(Stored data entries)
____________

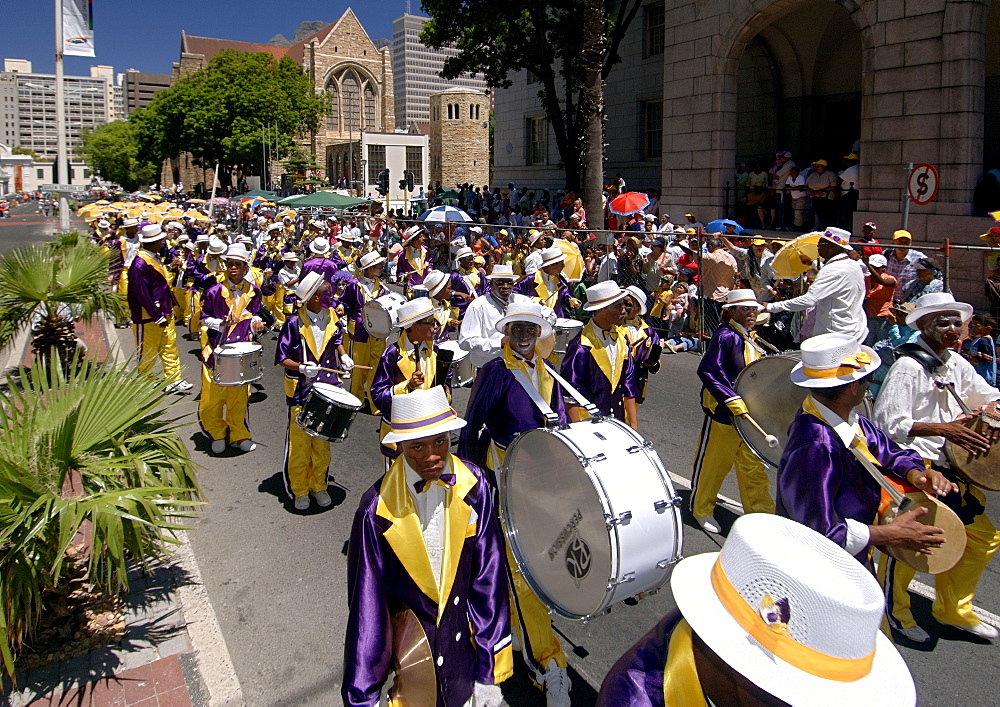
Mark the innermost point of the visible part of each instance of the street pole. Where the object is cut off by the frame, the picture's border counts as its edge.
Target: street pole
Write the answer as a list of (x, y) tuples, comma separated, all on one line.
[(906, 199), (61, 163)]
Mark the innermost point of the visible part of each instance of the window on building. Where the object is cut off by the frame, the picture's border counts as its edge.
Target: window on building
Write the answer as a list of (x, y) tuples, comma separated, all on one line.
[(652, 123), (536, 134), (376, 161), (415, 163), (653, 29), (333, 120)]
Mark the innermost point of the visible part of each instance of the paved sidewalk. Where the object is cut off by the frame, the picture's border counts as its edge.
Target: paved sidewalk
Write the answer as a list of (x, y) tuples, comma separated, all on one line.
[(173, 653)]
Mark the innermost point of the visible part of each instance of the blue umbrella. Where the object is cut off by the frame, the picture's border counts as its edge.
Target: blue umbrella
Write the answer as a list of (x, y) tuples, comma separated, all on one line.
[(442, 214), (719, 226)]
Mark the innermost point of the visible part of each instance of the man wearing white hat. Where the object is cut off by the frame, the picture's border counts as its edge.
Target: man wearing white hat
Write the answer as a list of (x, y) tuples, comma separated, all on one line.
[(501, 407), (478, 334), (820, 483), (547, 286), (365, 349), (918, 414), (426, 553), (468, 281), (407, 364), (720, 447), (781, 616), (228, 315), (310, 347), (413, 262), (837, 293), (598, 361), (151, 306)]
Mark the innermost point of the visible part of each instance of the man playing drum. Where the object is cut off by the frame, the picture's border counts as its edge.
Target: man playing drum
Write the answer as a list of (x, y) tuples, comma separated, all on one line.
[(426, 545), (720, 447), (310, 349), (598, 362), (501, 407), (821, 484), (365, 349), (407, 364), (920, 415), (228, 314)]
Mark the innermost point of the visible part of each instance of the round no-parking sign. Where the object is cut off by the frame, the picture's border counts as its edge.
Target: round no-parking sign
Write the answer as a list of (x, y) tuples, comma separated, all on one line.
[(922, 184)]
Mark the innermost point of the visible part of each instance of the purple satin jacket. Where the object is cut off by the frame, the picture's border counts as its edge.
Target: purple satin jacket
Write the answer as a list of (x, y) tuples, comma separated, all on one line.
[(820, 483), (475, 619)]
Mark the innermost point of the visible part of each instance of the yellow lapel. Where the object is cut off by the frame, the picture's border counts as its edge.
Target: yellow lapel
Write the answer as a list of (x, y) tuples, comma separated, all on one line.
[(590, 338), (153, 262), (305, 327)]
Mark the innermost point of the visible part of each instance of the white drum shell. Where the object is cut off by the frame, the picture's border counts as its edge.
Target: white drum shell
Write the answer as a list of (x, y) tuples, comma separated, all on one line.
[(237, 364), (600, 482)]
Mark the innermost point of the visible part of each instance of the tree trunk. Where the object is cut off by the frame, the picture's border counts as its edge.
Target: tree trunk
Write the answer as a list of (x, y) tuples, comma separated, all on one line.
[(591, 110)]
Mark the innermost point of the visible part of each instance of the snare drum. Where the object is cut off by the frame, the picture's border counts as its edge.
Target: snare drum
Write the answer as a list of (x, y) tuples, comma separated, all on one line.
[(461, 364), (379, 315), (584, 535), (237, 364), (328, 412)]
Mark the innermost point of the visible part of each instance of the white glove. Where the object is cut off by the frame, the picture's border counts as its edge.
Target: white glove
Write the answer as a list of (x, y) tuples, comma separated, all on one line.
[(487, 695)]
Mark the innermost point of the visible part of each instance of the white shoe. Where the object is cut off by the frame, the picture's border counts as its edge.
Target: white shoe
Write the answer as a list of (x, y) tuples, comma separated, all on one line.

____________

**Task directions**: Look for the string "blue" in the entries above. Copy every line that has it.

**Answer to this exercise**:
Mark the innermost point of the visible part of each instance of the blue umbrella. Where the object is cut off by the frame, the picture's border counts as its edge.
Target: blue umbrella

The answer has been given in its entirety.